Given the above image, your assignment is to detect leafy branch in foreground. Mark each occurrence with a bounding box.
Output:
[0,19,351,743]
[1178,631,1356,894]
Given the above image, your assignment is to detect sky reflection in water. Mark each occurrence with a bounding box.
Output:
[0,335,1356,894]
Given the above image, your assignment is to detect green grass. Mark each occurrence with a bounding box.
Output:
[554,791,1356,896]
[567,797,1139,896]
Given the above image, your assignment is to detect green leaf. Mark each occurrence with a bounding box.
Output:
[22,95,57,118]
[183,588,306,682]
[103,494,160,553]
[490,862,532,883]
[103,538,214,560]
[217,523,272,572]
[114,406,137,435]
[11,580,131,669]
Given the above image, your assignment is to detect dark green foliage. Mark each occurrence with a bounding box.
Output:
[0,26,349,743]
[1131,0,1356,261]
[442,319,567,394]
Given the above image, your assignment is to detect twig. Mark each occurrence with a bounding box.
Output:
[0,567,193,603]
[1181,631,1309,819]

******************************

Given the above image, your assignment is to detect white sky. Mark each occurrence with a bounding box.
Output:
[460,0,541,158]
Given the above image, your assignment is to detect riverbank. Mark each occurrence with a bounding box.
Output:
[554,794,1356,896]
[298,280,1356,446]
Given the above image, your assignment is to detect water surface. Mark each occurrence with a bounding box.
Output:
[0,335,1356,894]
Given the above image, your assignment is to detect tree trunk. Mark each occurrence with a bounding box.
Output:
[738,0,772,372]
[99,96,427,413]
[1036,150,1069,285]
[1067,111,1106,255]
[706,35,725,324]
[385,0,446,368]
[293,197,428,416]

******************************

PROBLEM TO SOLVE
Retype the records above from the line containing "Given the above image, your assignment is to detect tree" to the line containing "[293,197,428,416]", including both of those lines, without changing any character.

PROBLEM SOLUTION
Given the above image, your assignment is to detect tree trunk. Mark each occurrence with a bounding box.
Output:
[738,0,772,372]
[99,96,427,413]
[1036,150,1069,285]
[1067,111,1106,255]
[706,35,725,324]
[385,0,446,368]
[293,197,428,416]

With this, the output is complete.